- [Work to complete] Lines below starting with the line with "Category: the parked car" and going on through the line with "Category: the snow-covered roof" must be output exactly; the rest of the records must be left out.

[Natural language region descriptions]
=== Begin Enclosure ===

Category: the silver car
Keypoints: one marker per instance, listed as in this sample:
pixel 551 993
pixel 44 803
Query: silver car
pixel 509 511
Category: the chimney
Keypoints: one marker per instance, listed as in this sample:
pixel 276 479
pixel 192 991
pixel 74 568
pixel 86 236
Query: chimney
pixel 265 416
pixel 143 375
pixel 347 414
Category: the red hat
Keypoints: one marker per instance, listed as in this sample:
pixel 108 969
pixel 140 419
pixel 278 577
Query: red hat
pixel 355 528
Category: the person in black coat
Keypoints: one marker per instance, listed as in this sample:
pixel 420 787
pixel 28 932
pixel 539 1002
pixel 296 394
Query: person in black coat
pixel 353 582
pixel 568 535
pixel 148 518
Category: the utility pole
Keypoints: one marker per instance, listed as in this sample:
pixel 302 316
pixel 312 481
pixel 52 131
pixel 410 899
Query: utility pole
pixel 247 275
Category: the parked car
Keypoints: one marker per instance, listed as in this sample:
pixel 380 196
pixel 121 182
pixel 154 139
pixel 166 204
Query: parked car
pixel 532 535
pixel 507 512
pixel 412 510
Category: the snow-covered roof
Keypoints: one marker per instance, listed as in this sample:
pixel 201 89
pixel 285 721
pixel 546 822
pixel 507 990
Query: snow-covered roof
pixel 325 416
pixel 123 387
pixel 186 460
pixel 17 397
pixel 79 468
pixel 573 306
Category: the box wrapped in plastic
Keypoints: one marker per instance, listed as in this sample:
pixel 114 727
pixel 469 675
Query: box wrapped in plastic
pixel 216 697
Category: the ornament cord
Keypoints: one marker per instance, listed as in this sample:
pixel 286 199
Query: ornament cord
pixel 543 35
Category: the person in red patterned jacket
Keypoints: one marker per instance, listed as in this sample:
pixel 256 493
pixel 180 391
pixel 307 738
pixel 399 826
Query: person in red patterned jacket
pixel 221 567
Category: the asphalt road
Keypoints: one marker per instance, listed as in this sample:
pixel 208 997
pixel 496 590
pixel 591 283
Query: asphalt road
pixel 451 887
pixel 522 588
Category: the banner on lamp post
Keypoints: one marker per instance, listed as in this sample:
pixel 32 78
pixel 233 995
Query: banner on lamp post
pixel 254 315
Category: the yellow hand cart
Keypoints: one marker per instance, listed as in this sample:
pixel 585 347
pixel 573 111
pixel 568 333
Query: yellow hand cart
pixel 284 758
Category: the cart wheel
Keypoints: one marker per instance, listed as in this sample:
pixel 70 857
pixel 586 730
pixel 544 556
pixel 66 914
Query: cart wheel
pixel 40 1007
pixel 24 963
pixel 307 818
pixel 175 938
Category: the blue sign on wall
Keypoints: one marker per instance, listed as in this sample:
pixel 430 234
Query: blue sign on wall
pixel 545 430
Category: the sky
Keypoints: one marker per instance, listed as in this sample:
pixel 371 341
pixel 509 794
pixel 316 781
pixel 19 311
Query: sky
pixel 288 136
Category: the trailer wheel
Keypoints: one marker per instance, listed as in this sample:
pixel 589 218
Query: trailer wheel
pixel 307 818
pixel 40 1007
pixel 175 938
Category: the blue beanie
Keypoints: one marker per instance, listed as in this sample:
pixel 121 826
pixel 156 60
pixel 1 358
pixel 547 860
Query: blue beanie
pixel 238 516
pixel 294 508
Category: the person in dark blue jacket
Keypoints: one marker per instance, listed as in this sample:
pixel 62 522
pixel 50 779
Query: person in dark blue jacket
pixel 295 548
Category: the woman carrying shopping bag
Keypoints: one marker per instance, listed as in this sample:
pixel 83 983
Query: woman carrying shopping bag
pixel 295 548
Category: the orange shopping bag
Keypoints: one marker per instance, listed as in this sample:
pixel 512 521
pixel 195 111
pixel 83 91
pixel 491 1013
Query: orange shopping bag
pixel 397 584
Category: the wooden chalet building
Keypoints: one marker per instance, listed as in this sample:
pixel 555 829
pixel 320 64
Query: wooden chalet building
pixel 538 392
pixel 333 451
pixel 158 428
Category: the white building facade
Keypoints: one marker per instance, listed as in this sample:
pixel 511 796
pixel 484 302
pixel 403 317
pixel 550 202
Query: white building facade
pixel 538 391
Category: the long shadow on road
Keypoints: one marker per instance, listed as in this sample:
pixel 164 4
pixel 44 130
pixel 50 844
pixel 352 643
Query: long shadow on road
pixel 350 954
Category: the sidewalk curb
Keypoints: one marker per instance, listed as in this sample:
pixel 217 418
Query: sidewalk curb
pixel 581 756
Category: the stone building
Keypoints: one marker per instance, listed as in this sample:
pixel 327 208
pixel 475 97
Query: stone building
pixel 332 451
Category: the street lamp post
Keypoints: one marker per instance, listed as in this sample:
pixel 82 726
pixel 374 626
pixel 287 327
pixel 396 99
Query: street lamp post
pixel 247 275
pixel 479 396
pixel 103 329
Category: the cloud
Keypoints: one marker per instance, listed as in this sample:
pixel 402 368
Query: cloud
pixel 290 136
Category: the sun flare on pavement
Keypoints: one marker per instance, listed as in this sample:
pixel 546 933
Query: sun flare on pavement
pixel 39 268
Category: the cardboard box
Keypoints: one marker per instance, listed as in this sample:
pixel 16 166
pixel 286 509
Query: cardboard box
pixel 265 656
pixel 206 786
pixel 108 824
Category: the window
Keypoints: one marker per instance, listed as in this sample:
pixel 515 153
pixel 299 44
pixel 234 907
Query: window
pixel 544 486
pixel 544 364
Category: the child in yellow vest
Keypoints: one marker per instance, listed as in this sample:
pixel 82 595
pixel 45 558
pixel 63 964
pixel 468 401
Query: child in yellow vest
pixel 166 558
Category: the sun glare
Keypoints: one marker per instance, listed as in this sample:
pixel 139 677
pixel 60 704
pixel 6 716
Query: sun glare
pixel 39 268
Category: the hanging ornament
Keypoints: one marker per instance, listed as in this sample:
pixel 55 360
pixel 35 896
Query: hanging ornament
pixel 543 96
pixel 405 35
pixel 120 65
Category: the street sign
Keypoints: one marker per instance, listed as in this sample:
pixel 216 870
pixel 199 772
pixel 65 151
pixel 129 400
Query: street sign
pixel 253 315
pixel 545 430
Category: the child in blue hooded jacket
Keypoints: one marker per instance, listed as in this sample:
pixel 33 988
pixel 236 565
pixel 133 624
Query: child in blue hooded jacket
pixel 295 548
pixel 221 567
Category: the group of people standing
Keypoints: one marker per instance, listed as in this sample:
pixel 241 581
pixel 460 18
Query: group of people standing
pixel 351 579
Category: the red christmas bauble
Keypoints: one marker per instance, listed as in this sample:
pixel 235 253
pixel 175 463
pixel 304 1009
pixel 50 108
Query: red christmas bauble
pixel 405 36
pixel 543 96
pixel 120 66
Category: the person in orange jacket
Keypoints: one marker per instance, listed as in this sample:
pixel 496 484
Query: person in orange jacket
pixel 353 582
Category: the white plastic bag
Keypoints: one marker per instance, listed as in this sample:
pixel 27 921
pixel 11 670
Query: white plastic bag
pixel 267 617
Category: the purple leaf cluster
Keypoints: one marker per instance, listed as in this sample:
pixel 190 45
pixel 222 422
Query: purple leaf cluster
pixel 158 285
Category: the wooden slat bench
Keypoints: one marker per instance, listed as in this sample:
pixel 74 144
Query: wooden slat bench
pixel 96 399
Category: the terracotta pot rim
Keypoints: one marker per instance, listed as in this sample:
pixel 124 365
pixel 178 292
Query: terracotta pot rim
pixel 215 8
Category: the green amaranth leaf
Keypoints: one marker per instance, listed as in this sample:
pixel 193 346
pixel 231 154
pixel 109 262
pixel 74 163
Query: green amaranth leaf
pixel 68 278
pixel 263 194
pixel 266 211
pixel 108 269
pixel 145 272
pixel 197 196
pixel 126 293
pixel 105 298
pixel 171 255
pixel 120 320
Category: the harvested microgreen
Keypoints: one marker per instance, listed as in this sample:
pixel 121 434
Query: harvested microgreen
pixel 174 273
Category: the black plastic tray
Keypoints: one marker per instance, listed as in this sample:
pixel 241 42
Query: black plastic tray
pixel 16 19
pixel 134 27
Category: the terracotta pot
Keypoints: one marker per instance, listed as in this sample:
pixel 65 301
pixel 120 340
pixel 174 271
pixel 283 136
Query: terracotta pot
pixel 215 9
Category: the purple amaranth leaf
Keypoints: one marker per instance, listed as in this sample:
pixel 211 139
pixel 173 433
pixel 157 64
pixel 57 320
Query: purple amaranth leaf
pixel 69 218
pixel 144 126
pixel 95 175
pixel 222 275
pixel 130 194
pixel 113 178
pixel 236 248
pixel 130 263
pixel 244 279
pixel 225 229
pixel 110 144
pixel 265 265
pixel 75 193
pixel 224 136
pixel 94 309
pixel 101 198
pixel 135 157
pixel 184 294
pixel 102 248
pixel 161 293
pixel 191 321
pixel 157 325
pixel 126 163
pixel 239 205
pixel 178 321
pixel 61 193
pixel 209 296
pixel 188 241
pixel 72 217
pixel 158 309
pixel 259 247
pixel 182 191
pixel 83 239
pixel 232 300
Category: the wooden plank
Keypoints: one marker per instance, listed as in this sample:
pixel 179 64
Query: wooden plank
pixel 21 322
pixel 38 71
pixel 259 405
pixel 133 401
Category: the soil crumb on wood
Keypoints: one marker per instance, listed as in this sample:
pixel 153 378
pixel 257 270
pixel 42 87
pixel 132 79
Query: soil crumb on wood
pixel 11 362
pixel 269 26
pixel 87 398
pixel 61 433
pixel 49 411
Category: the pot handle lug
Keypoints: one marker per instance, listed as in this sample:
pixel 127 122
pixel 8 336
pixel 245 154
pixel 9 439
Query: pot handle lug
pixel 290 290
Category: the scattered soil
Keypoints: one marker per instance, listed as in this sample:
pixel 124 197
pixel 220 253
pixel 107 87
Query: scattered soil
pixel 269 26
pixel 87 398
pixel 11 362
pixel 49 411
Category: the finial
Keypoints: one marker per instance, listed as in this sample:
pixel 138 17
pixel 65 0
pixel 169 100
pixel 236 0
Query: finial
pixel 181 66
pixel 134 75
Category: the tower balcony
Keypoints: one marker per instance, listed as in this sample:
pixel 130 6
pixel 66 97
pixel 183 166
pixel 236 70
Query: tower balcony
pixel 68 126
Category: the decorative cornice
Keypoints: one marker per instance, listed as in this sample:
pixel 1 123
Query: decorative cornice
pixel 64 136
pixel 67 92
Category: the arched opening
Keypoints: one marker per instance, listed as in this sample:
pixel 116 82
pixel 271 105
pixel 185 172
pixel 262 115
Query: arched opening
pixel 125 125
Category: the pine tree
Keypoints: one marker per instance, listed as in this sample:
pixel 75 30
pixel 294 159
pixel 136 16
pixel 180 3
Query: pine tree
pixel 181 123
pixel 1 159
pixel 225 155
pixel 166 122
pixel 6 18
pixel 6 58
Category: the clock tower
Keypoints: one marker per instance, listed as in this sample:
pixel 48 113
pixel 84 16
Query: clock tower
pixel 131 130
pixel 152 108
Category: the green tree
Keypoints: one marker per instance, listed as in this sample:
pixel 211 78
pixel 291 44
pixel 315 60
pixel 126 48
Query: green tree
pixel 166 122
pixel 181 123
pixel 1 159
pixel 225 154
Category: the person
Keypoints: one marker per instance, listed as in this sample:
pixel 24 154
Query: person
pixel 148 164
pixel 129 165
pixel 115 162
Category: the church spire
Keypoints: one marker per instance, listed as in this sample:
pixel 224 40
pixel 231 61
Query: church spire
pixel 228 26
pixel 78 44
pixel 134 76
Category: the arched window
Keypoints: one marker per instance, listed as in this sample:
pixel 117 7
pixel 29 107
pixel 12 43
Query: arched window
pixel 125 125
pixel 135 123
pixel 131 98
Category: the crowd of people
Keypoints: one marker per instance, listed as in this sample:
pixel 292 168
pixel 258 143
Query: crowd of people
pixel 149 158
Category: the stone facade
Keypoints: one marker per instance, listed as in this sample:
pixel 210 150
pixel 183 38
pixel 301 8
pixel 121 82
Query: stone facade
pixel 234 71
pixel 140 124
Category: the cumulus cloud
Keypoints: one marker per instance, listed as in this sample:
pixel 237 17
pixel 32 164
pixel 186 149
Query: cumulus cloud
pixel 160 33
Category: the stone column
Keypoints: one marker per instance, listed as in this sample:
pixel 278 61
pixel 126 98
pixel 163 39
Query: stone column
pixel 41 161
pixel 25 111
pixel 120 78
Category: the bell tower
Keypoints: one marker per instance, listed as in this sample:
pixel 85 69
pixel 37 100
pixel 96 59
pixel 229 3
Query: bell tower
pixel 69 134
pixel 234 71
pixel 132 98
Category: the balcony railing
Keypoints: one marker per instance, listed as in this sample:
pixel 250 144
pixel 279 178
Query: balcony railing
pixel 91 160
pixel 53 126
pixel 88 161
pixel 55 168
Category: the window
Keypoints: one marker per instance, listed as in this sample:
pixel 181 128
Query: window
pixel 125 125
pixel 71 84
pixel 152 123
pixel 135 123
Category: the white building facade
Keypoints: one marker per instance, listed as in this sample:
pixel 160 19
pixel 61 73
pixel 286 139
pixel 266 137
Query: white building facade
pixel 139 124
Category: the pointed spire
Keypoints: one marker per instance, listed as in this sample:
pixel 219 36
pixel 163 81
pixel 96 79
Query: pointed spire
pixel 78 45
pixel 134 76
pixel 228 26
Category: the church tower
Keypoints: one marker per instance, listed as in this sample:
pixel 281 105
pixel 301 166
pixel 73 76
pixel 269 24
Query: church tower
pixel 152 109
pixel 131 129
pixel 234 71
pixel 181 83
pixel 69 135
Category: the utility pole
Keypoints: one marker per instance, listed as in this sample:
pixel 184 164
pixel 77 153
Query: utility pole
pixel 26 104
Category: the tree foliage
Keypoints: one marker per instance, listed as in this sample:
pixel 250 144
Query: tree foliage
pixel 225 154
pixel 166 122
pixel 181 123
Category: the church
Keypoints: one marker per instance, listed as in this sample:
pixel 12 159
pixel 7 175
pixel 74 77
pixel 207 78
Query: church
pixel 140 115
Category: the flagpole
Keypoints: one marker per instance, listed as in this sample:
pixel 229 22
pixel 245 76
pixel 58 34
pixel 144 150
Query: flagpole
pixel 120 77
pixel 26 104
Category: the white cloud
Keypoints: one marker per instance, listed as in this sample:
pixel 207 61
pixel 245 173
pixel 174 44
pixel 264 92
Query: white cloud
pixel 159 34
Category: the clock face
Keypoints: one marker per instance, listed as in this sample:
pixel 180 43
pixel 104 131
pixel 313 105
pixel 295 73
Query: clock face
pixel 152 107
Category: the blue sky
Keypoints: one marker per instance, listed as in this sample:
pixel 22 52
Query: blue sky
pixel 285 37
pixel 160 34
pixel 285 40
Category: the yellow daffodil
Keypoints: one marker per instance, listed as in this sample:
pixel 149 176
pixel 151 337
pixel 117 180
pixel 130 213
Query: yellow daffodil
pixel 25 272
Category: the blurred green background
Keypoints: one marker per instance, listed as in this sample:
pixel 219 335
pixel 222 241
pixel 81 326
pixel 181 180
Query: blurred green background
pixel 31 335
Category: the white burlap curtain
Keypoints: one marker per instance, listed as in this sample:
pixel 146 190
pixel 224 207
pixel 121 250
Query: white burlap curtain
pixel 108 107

=== End Enclosure ===

- [Written response]
Category: the parked car
Keypoints: one marker per instance, listed as in this sample:
pixel 380 196
pixel 121 182
pixel 154 139
pixel 166 204
Query: parked car
pixel 532 535
pixel 507 512
pixel 412 510
Category: the snow-covered roof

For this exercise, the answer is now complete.